[DATASET RECORDS — start]

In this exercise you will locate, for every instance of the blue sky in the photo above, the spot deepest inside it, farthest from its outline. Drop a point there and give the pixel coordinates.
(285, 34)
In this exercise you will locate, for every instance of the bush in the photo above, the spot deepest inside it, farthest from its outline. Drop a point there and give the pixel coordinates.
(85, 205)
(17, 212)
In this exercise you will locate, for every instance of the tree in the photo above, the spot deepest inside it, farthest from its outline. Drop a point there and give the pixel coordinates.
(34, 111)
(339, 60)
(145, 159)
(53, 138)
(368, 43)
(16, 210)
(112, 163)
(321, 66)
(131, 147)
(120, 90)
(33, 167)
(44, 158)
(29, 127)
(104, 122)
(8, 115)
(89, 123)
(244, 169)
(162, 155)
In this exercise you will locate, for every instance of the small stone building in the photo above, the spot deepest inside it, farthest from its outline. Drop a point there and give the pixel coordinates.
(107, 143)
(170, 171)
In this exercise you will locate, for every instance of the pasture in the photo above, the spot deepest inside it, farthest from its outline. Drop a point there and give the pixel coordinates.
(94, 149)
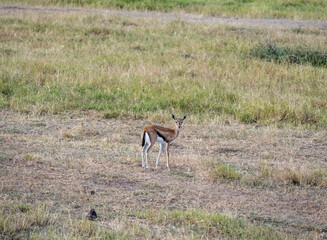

[DATASET RECORDS — finish]

▸ TASK DETAILS:
Set the pictures aside and reproduce the data above exactly.

▸ ANSWER SECTION:
In this exercise you will locate, for every instance of the blue sky in the photo above, the spot deepest inside it, farthest from its outline. Drop a point there and give the pixel coordinates.
(285, 34)
In this exercise you will locate, for every instance of the bush in the photo above, the spot deepest inside it, farthest from its outline. Drop a point there and give the pixel coordinates.
(85, 205)
(17, 212)
In this exercise you will locate, for every instance of the tree in the photo above, the spot deepest inside it, farthest from its outline. Drop a point there and give the pixel coordinates.
(34, 111)
(339, 60)
(145, 159)
(53, 138)
(368, 43)
(16, 210)
(112, 163)
(321, 66)
(131, 147)
(120, 90)
(33, 167)
(44, 158)
(29, 127)
(104, 122)
(8, 115)
(89, 123)
(244, 169)
(162, 155)
In this exercise you will locate, for every instance of the small stone building in the photo above, the spot deepest inside it, farthest from its outline. Drop a point there and give the pixel coordinates.
(107, 143)
(170, 171)
In this exercise you will locate, for every instance of the pasture in the photo above, the spot deepest inside it, farthest from its outline. Drop a point there and give the pixel coordinates.
(94, 149)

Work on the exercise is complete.